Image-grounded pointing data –

--- START ---

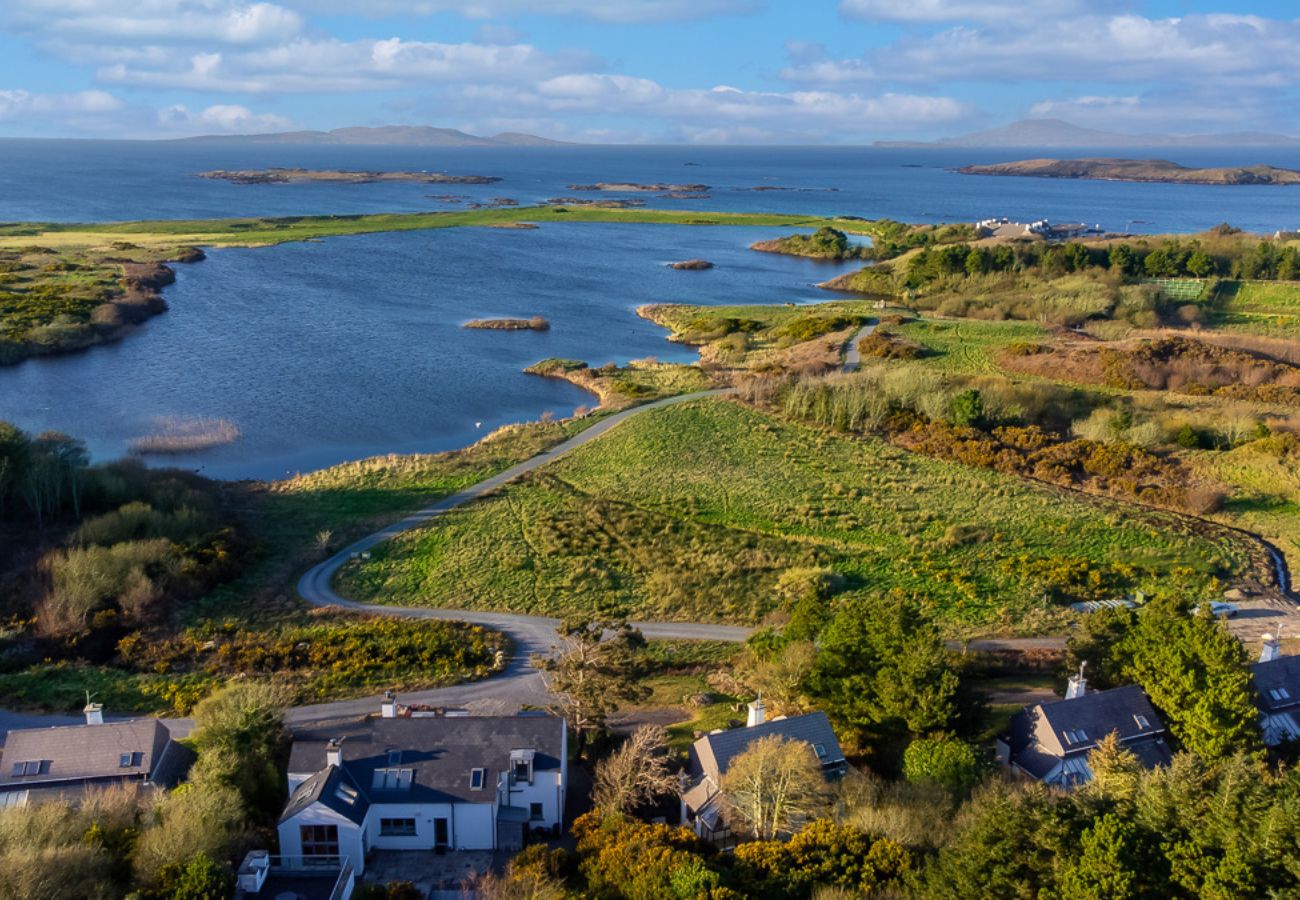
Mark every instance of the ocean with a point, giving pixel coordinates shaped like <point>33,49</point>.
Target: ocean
<point>354,346</point>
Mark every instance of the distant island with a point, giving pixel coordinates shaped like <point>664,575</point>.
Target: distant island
<point>404,135</point>
<point>1056,133</point>
<point>632,187</point>
<point>339,176</point>
<point>1147,171</point>
<point>534,324</point>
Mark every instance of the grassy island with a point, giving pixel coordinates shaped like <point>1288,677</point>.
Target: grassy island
<point>534,324</point>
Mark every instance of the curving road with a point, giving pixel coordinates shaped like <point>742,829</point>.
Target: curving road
<point>520,684</point>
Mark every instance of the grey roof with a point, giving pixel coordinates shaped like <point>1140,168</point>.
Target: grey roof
<point>332,787</point>
<point>1041,736</point>
<point>441,752</point>
<point>1277,675</point>
<point>711,754</point>
<point>92,753</point>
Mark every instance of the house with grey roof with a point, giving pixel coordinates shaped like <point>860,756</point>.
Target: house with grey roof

--- END ---

Whatever pictures the entries contain, omit them, and write the rest out exactly.

Mark every instance of the ocean with a point, giving pixel coordinates shaped like <point>33,49</point>.
Target: ocean
<point>354,346</point>
Mark every instance of the distant island with a point, giving pixel coordinates shaped like <point>664,575</point>.
Target: distant island
<point>404,135</point>
<point>1056,133</point>
<point>632,187</point>
<point>339,176</point>
<point>1147,171</point>
<point>534,324</point>
Mark every instance of the grassy island with a point, giving pixel coordinates shaped like <point>1288,677</point>.
Target: grassy island
<point>534,324</point>
Mark every instance of the curving road with a point, giving pixel coordinates shaped like <point>742,829</point>.
Target: curving road
<point>520,684</point>
Mark every instance of the grey roof with a point, giving pixel coordinates shaped like <point>1140,168</point>.
Target: grey roof
<point>332,787</point>
<point>1041,736</point>
<point>441,752</point>
<point>1277,675</point>
<point>711,754</point>
<point>92,753</point>
Mark every instance of the house with grey roof with a point, giving pixel coordinates shaped like <point>860,756</point>.
Target: house with grey roof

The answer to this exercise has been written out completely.